== Goal A ==
In the discussion below, which file system is described as not recoverable once a file is deleted?
== Goal B ==
Quote the discussion below verbatim, starting at the words "Yeah I think" and ending after the words "in this case.".
== Goal C ==
Summarize the discussion below in two sentences.

== Extract ==
○ ○ ○ ○ ○

I’m not sure what you mean. How is this even possible?
It would depend on if the hard drive or flash memory was designed so you could specify the exact sector that data was being written to, to ensure only one copy only existed because often when you save changed to a document, the hard drive will just flag the storage space that the document previously occupied as vacant and then write the updated document to a new location on the hard drive... and those older versions of the document can often be retrieved using special software.
This is why Hillary Clinton used BitBleach on her devices: because it's specialized software designed to remove EVERYTHING, all data fragments that could possibly be used to recreate documents in part or in whole.
Yeah I think it would be possible for simple compute/tallying operations to be held in a sort of RAM-like memory and even processed (extremely quickly given RAM's bandwidth) before being written to anything with storable memory.
It's sort of how our computers work already, but the RAM cache/load-use ratio compared to the HDD storage media-use ratio is inverted in this case.
This is just a theory, but also one based on tech we already have and have had for some time, just set up with a different use-case in mind (handling essentially untraceable data processing/compute).
That said, the algorithms needed to be accessed from somewhere, but if they were clever (ha) then they would have used the backdoor/internet connection for that, possibly making that part untraceable.
We shall see, because I don't think they are this clever, but then again these evil bastards have unlimited money and have captured some of our species' most brilliant minds in their coercion.
Luckily, we already know who wins, we just don't know exactly how we get there; NCSWIC.
Another example: the BTK Strangler was caught from the embedded metadata on a floppy disk that traced it to his name and church.
I get that. What I’m saying is how is it possible not to leave a trace of evidence of wrongdoing. Server logs can be rewritten, yes. But what executable was used? Now that I’m thinking about it, having a usb drive locally would allow an environment to create fraud without leaving any trace on the host server. Does that sound accurate? A stand alone machine can’t erase everything. Unless it’s straight up mission impossible style like another commenter mentioned.
Talk to Paul Combetta about how he discovered via Reddit that Bleach Bit was the only way to obscure HRC's illicit email account from subpoenaed data.
Spez: his Reddit handle was u/Stonetear and that revelation was how I ultimately ended up on the Trump Train.
I remember that ordeal. Now, do you remember who it was that discovered Stonetear and who caught Stonetear deleting his reddit trail in real time?
Hint: it was a girl and I used to follow her on Twitter before the purge.
You are correct but it depends on the file system. NTFS (windows) and HFS (MacOS) operate that way but ext4 (the native file system for most linux distributions) is not recoverable: once the file is deleted it is gone.
Of course this assumes that logs were enabled and written to disc in the first place to be recovered.

○ ○ ○ ○ ○

== Supplied material ==
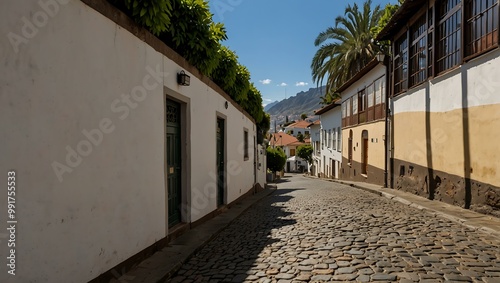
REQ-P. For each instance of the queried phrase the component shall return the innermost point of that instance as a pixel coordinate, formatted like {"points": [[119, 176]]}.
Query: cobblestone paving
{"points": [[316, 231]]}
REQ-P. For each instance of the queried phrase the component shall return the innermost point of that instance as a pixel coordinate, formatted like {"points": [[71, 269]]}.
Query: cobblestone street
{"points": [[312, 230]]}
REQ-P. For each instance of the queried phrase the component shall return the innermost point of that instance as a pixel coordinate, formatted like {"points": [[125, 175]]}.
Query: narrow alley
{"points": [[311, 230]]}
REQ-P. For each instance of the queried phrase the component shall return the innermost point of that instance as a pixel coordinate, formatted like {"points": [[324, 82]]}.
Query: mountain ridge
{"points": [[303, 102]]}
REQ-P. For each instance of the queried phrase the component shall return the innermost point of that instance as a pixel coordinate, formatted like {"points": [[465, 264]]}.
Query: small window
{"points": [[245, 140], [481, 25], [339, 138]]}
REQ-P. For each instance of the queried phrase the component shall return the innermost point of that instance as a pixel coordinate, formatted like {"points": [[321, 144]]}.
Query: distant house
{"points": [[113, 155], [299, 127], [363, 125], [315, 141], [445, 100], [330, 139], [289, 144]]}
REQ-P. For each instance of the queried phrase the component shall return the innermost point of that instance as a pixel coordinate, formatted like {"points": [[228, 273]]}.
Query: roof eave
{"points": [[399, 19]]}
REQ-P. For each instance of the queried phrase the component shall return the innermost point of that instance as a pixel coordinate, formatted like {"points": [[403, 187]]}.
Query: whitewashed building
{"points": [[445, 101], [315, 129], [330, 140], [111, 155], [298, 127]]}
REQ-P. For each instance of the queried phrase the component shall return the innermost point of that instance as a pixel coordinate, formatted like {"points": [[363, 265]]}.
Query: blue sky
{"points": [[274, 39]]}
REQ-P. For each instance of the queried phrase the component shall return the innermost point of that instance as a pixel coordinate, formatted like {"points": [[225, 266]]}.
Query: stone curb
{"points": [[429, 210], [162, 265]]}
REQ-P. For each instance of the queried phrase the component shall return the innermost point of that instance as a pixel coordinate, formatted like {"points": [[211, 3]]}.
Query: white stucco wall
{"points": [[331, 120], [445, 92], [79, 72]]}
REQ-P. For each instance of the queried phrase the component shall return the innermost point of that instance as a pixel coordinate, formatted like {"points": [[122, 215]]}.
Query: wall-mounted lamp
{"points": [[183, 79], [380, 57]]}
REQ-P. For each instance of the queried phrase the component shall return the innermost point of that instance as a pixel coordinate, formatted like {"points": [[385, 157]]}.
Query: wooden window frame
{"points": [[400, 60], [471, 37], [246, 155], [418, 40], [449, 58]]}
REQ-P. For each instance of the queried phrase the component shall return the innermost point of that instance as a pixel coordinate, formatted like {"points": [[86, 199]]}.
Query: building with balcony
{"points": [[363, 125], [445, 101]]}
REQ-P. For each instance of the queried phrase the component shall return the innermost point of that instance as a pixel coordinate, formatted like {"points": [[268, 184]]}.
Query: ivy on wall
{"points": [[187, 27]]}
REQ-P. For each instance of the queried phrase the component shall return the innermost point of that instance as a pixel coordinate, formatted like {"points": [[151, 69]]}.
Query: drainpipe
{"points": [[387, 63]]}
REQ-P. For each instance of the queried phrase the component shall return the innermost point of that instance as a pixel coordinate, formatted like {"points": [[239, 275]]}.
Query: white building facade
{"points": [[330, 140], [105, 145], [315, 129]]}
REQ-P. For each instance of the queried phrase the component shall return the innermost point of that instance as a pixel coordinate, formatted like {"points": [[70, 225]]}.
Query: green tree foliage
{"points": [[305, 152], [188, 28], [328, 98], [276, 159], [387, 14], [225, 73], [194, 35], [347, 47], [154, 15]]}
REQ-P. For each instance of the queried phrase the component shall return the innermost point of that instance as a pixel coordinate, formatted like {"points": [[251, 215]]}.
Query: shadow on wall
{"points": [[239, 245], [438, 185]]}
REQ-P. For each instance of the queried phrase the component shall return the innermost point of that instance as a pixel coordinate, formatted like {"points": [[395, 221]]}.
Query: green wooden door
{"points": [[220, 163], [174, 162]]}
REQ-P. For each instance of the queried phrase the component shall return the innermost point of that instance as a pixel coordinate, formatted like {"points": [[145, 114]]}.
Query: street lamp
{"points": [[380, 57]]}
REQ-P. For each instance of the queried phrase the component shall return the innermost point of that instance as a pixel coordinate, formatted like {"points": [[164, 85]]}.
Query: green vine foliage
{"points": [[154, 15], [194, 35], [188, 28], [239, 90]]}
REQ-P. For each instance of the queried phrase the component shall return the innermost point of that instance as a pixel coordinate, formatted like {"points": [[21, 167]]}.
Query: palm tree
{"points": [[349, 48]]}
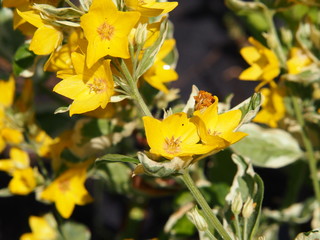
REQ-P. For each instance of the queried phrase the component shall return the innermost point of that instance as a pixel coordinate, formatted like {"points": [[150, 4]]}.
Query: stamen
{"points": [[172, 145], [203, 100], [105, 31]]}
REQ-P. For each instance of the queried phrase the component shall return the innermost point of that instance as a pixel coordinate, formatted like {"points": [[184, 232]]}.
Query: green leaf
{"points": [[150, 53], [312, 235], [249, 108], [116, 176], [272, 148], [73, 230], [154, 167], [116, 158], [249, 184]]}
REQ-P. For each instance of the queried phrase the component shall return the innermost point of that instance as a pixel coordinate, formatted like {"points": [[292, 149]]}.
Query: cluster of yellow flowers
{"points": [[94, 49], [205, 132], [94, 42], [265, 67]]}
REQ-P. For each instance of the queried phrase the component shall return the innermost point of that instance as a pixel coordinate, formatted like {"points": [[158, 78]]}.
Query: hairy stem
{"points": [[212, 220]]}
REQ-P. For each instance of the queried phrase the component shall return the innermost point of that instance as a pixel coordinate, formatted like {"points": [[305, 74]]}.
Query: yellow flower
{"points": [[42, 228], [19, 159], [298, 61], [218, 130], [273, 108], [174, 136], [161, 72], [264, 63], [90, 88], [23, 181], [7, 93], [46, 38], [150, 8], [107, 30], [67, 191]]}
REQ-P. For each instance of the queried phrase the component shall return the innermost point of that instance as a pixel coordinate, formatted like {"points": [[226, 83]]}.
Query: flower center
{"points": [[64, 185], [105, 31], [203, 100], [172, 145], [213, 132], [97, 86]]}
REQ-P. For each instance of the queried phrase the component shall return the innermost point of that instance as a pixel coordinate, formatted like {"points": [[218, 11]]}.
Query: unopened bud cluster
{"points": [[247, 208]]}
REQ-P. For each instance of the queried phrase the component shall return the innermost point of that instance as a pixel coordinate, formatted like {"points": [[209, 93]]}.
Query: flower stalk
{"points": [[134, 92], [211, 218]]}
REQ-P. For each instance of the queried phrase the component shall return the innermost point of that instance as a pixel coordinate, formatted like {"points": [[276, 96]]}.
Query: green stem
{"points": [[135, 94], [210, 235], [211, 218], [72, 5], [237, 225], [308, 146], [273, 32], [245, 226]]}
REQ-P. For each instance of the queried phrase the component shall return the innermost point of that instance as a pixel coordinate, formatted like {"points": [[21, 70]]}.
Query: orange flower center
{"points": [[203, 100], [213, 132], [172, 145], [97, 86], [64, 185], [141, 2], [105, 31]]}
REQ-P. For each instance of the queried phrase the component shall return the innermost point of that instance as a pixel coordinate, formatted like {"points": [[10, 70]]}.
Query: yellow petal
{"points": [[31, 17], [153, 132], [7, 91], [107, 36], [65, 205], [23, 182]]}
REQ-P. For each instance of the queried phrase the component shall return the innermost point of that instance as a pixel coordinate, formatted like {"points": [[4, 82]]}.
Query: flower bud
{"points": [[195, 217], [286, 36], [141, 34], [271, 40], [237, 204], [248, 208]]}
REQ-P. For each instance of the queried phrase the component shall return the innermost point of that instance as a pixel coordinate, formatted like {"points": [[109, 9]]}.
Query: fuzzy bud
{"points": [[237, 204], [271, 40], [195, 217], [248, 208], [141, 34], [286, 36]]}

○ ○ ○ ○ ○

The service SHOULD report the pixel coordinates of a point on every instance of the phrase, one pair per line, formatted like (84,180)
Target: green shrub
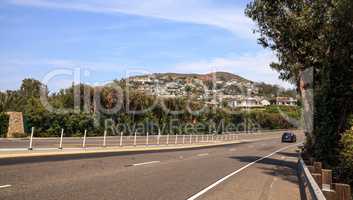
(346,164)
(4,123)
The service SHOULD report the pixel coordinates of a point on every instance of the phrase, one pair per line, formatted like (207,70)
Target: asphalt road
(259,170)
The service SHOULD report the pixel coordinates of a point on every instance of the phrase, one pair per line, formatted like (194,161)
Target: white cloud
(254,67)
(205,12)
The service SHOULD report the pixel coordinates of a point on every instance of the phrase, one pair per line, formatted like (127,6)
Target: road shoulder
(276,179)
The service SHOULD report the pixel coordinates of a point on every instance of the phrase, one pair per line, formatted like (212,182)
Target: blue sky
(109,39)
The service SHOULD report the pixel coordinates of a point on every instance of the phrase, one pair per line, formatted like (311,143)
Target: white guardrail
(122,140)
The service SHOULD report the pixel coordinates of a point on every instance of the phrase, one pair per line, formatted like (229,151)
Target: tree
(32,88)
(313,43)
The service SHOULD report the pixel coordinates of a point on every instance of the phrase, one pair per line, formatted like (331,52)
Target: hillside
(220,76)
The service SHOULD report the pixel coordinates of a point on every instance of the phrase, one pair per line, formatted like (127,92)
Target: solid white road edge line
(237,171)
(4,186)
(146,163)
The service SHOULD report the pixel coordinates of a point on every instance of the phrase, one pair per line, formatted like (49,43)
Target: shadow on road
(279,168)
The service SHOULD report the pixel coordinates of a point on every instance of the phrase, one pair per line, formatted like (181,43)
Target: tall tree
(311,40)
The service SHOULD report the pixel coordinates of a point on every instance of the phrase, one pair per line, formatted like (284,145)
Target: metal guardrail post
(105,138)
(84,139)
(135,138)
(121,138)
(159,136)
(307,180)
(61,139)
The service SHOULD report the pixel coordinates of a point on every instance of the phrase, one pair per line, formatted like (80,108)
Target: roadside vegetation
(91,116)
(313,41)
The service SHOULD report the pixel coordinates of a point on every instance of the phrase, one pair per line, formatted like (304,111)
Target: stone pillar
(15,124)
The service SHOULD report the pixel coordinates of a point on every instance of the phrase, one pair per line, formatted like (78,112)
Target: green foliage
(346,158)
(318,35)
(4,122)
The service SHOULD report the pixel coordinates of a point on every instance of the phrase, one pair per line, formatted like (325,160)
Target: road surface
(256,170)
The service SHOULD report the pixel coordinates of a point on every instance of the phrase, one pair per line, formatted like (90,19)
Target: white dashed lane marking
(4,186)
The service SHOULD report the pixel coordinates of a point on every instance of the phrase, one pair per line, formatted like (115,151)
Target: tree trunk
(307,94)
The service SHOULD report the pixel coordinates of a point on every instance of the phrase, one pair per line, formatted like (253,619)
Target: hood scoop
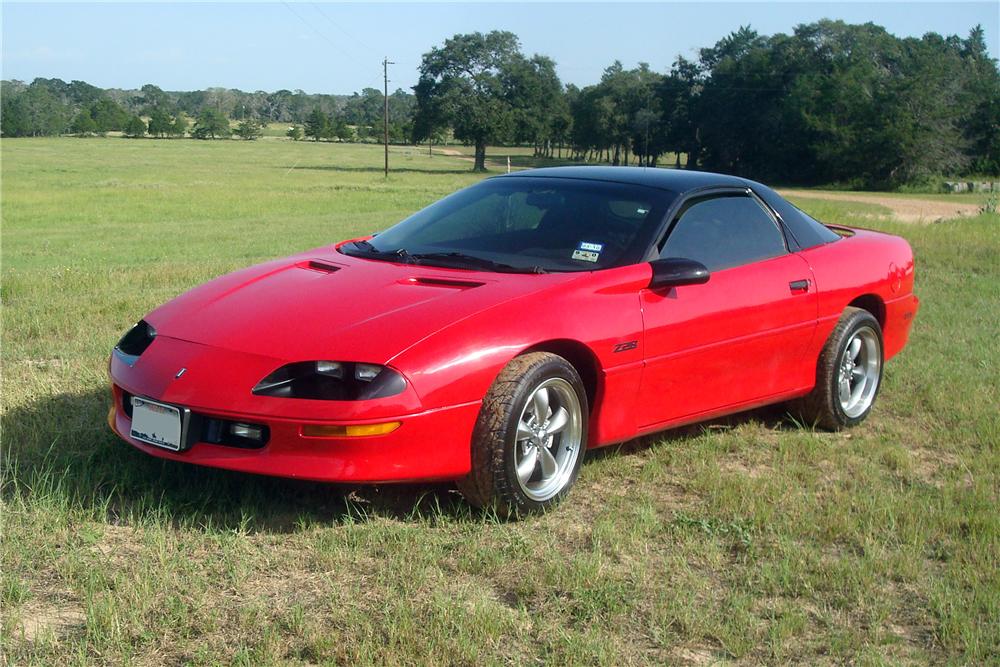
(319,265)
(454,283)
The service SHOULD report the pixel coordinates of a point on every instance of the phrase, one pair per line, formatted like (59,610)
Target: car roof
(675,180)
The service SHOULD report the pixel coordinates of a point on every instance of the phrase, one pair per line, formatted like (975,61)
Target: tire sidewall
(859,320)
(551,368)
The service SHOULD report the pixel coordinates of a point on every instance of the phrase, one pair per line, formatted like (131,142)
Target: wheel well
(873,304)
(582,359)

○ ○ ○ ○ ○

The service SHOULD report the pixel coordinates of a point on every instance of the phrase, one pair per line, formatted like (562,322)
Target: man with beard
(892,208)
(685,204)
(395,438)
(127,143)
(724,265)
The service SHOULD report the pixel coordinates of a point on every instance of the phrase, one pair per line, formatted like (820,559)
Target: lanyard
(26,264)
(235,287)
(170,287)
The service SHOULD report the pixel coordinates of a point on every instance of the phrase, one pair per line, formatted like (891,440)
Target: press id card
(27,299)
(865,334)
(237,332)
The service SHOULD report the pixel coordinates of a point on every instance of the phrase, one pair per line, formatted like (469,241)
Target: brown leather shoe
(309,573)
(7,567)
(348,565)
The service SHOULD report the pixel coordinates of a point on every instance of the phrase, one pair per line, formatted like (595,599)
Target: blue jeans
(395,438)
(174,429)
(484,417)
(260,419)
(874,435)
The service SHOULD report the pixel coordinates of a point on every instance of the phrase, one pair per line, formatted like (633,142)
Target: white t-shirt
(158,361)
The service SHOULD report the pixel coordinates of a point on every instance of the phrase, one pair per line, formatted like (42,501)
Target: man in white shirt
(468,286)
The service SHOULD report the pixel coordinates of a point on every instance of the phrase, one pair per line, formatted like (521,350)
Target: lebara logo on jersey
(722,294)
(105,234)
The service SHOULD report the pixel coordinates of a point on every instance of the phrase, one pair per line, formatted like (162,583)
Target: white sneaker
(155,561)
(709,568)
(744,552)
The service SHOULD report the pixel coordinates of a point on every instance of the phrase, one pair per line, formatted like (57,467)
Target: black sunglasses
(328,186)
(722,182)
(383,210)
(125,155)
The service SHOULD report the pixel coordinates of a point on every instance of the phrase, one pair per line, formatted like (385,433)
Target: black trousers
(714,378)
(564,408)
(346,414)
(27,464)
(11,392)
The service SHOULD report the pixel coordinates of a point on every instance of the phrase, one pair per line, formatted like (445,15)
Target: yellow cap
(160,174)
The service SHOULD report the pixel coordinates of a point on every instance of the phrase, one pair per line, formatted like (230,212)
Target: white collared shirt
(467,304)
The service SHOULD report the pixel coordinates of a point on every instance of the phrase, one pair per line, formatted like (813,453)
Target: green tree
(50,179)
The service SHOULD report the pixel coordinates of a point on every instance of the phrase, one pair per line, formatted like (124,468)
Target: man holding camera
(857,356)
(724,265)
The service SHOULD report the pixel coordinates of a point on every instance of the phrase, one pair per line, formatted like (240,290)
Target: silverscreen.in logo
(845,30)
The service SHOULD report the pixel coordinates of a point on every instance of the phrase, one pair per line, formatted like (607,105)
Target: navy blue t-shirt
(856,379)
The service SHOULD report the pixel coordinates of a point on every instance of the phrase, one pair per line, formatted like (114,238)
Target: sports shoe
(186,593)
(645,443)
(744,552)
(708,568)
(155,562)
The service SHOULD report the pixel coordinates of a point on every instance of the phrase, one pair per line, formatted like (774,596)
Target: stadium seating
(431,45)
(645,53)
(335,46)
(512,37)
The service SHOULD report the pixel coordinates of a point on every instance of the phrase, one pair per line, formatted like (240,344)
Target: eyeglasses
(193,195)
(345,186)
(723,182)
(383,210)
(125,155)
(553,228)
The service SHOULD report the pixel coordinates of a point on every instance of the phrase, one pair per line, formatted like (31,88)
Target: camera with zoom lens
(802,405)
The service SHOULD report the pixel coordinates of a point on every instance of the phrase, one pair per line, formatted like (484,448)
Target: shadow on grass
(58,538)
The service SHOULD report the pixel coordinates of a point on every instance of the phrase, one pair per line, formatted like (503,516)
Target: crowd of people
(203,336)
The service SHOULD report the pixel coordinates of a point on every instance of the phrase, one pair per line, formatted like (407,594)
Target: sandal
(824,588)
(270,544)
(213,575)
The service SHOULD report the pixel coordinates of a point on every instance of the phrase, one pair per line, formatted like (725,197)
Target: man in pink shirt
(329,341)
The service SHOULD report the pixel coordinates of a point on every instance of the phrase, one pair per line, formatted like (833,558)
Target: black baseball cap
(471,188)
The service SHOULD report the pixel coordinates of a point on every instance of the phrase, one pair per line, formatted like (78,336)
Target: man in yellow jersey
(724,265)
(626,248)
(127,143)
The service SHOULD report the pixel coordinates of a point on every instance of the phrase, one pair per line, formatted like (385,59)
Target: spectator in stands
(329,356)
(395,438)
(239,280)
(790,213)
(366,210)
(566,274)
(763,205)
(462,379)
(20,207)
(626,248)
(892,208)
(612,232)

○ ○ ○ ○ ○

== Worked solution A ==
ext4, the native file system for most Linux distributions.

== Worked solution B ==
Yeah I think it would be possible for simple compute/tallying operations to be held in a sort of RAM-like memory and even processed (extremely quickly given RAM's bandwidth) before being written to anything with storable memory.
It's sort of how our computers work already, but the RAM cache/load-use ratio compared to the HDD storage media-use ratio is inverted in this case.

== Worked solution C ==
The discussion considers how data could be processed without leaving a trace, noting that storage often flags a document's old space as vacant, so earlier versions can be retrieved with special software, and that simple tallying operations might run in RAM-like memory before being written to storage. Participants add that recoverability depends on the file system, since NTFS and HFS operate that way while ext4 does not, and that recovery assumes logs were enabled and written to disc in the first place.